- [Written problem 1]: In the records below, repeat word for word the part that opens with the line containing "Pin every instance of the warm" and runs through the last line of the records, with both ends included.

- [Selected extract]:
************

Monday, February 14, 2011

A Change of Heart

There is understanding . . . and there is knowing. During last week's retreat with Jon Kabat-Zinn and Saki Santorelli, I came to experience at a deeper level what it is to actually accept all of myself, even during those moments when unpleasantness arises. Ambition, sadness, greed, boredom, frustration, anxiety, jealousy, regret, and a whole bunch of other guests took turn to keep me company as I sat and walked with my fellow retreatants, and watched wondrous sunsets, and ate delicious vegetarian food, and hiked up Mount Madonna mountain . . . I watched the initial impulse to recoil and not like myself. And the wish for more blissful states, filled with peace, love, and happiness instead. There was a sense that this moment was wrong, and that maybe some day if I practiced hard enough, I would be rid of such hindrances.  I realized the delusion.

There was a gradual turning towards the yukiness, and a true meeting of the sensations, the thoughts, the emotions for what they were. No point in waiting for a 'better' moment any longer. No, instead, I started to really enjoy the exploration, the discovery of all that was, inside. And paradoxically, found much peace, love, and happiness . . .  

Below is a list of poems and writings* that have served as catalysts for this dramatic change of heart:

This opening to the life 
we have refused
again and again
until now.

Until now.

~ David Whyte ~

The time will come
when, with elation,
you will greet yourself arriving
at your own door, in your own mirror,
and each will smile at the other's welcome

and say, sit here. Eat.

************

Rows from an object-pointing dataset
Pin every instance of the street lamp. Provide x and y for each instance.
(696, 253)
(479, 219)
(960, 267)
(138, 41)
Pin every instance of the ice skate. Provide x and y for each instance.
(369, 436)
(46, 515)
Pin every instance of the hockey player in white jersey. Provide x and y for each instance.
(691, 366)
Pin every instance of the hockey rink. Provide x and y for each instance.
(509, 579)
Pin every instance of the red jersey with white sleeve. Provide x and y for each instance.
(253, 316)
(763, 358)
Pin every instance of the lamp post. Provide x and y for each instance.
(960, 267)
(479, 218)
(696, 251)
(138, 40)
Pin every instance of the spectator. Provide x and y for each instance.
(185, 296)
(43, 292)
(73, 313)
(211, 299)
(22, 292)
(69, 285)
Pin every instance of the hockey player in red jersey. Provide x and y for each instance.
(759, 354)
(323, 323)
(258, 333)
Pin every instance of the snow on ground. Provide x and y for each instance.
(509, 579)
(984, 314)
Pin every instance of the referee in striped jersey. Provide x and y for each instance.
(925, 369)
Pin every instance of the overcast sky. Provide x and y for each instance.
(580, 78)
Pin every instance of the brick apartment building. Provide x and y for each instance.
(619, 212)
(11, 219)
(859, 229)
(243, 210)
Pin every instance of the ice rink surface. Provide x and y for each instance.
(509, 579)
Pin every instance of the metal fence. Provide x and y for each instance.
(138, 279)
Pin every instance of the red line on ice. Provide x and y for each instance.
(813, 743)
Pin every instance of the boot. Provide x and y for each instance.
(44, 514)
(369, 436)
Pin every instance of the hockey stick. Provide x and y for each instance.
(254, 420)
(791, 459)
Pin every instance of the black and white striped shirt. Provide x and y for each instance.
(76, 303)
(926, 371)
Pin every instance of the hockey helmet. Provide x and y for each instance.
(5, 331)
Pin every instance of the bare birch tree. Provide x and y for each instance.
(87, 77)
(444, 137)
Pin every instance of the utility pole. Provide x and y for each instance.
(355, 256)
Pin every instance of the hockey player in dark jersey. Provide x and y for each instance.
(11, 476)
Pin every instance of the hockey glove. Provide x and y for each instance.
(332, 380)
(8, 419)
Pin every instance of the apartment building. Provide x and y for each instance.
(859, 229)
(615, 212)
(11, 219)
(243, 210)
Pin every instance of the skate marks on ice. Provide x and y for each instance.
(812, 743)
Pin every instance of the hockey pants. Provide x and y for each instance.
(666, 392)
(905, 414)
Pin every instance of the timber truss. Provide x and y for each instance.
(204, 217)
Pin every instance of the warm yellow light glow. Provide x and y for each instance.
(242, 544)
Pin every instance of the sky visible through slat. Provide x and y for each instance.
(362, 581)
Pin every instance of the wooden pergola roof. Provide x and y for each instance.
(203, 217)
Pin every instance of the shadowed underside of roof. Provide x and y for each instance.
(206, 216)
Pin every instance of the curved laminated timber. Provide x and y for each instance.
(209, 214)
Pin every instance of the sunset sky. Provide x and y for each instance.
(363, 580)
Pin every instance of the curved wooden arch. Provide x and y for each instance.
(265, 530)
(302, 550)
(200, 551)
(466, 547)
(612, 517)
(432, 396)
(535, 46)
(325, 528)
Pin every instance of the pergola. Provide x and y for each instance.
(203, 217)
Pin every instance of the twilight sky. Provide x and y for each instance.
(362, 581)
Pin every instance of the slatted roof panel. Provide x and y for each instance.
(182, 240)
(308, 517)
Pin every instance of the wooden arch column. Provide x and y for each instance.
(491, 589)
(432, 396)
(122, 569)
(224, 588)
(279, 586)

************

- [Written problem 2]: From the blog post above, quote the part that opens with the words "There was a gradual" and closes with "happiness . . .".

- [Answer 1]:
Pin every instance of the warm yellow light glow. Provide x and y for each instance.
(242, 544)
Pin every instance of the sky visible through slat. Provide x and y for each instance.
(362, 581)
Pin every instance of the wooden pergola roof. Provide x and y for each instance.
(203, 217)
Pin every instance of the shadowed underside of roof. Provide x and y for each instance.
(206, 216)
Pin every instance of the curved laminated timber. Provide x and y for each instance.
(209, 214)
Pin every instance of the sunset sky. Provide x and y for each instance.
(363, 580)
Pin every instance of the curved wooden arch. Provide x and y for each instance.
(265, 530)
(302, 550)
(200, 551)
(466, 547)
(612, 517)
(432, 396)
(535, 46)
(325, 528)
Pin every instance of the pergola. Provide x and y for each instance.
(203, 217)
Pin every instance of the twilight sky. Provide x and y for each instance.
(362, 581)
Pin every instance of the slatted roof panel. Provide x and y for each instance.
(182, 240)
(308, 517)
Pin every instance of the wooden arch column. Provide x and y for each instance.
(491, 589)
(432, 396)
(122, 569)
(224, 588)
(279, 586)

- [Answer 2]:
There was a gradual turning towards the yukiness, and a true meeting of the sensations, the thoughts, the emotions for what they were. No point in waiting for a 'better' moment any longer. No, instead, I started to really enjoy the exploration, the discovery of all that was, inside. And paradoxically, found much peace, love, and happiness . . .